Text Block Start

Andrea Reads America: Washington

Andrea Reads America map of books set in Washington state
Andrea Reads America: Washington

I’ve never been to Washington, but I sure do want to go now. When I read the state, I  immersed myself in a Seattle bakery, on a sailboat on Puget Sound, and in the humor of Where’d You Go, Bernadette and The Lone Ranger and Tonto Fistfight in Heaven. I love fresh bread, being on boats on salt water, and laughing, so this was a pretty fantastic mix of books for me.

Bread Alone book cover Novel: Bread Alone
Author: Judith Ryan Hendricks, worked in a Seattle bakery
Setting: Seattle, WA

I first read Bread Alone several years ago when I was really into baking bread. I was excited to get to Washington on my reading project so I could read it again. Filled with scenes of coffee on wet days in Seattle, wood for stoves, and the comforting smells of fresh bread baking, it sucked me in immediately and me want to give up everything and become a baker.

Outside, the rain hasn’t stopped so much as paused, and the air is cold and scoured clean.

Bread Alone is a novel about a woman, Wynter, who is going through an unexpected divorce and who finds her way back to herself through baking bread. It’s a comforting book, and this probably won’t be the last time I read it, especially since it has recipes. It’d be a great book for fall or winter.

Just rocky, conifer-covered mountains thrusting up from the cold, blue Pacific. Air so clean it sears your throat with a sweet ocean smell.

Text Block End

* **Exercise**:
Copy out the entire Andrea Reads America post on Washington, word for word.

Dataset entries Block Start

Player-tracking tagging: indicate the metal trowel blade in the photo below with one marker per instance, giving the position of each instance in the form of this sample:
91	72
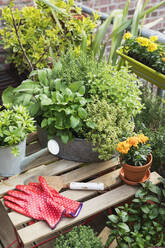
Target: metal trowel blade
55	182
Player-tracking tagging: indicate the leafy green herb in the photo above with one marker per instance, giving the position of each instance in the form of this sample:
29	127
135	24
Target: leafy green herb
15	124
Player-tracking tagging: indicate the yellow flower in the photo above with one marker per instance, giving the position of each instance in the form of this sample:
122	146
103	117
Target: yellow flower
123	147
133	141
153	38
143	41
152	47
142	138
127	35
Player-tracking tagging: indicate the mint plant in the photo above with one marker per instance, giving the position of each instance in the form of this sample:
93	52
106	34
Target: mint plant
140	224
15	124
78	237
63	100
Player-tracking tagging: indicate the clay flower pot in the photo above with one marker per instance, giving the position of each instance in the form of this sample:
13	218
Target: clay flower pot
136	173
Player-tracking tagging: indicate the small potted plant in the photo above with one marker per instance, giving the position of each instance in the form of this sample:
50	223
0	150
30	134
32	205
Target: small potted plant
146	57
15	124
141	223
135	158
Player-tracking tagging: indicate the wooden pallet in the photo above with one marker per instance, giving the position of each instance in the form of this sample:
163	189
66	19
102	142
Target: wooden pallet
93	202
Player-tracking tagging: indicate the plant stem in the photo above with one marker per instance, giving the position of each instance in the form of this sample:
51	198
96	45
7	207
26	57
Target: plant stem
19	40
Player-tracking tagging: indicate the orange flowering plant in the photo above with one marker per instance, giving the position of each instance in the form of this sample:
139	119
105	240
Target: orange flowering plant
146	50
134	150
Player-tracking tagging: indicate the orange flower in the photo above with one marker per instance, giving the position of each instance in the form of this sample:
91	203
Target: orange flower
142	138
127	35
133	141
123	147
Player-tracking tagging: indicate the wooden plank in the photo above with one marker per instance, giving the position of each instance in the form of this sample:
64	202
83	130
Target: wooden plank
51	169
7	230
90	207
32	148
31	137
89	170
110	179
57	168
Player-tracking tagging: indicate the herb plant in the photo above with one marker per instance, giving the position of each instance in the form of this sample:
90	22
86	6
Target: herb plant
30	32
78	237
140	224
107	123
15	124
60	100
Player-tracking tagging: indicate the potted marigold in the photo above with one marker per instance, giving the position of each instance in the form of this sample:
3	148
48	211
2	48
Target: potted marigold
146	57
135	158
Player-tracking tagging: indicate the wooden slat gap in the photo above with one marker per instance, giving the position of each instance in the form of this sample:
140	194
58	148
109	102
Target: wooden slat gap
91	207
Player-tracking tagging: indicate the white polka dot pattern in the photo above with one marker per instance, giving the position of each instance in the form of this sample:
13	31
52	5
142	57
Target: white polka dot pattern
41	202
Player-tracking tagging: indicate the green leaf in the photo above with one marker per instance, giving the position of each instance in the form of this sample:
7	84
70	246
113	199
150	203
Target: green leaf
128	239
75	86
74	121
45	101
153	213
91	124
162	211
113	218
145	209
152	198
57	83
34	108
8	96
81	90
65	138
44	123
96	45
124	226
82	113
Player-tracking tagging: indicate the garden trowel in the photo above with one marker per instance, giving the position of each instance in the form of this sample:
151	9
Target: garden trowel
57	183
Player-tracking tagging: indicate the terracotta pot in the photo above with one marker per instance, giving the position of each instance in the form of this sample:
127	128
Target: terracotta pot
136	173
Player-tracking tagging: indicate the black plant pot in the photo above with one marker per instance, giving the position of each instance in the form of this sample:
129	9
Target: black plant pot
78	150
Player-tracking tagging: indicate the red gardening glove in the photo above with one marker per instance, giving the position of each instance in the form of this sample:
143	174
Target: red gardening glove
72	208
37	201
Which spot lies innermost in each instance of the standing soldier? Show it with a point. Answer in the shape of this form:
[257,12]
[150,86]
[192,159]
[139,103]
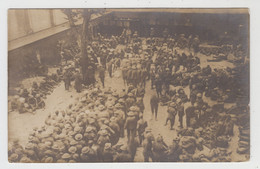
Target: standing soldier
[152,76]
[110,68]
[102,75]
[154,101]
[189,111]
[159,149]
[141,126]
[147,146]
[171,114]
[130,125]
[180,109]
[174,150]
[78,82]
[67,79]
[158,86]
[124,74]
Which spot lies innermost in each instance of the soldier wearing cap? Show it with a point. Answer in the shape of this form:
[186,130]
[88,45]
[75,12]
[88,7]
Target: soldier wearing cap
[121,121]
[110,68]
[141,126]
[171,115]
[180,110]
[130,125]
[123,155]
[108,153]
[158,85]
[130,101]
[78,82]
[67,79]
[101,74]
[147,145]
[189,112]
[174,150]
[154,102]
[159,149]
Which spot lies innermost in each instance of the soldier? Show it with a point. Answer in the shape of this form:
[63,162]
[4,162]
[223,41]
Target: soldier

Dataset entries Block End

* **Task result**:
Andrea Reads America: Washington

Andrea Reads America map of books set in Washington state
Andrea Reads America: Washington

I’ve never been to Washington, but I sure do want to go now. When I read the state, I  immersed myself in a Seattle bakery, on a sailboat on Puget Sound, and in the humor of Where’d You Go, Bernadette and The Lone Ranger and Tonto Fistfight in Heaven. I love fresh bread, being on boats on salt water, and laughing, so this was a pretty fantastic mix of books for me.

Bread Alone book cover Novel: Bread Alone
Author: Judith Ryan Hendricks, worked in a Seattle bakery
Setting: Seattle, WA

I first read Bread Alone several years ago when I was really into baking bread. I was excited to get to Washington on my reading project so I could read it again. Filled with scenes of coffee on wet days in Seattle, wood for stoves, and the comforting smells of fresh bread baking, it sucked me in immediately and me want to give up everything and become a baker.

Outside, the rain hasn’t stopped so much as paused, and the air is cold and scoured clean.

Bread Alone is a novel about a woman, Wynter, who is going through an unexpected divorce and who finds her way back to herself through baking bread. It’s a comforting book, and this probably won’t be the last time I read it, especially since it has recipes. It’d be a great book for fall or winter.

Just rocky, conifer-covered mountains thrusting up from the cold, blue Pacific. Air so clean it sears your throat with a sweet ocean smell.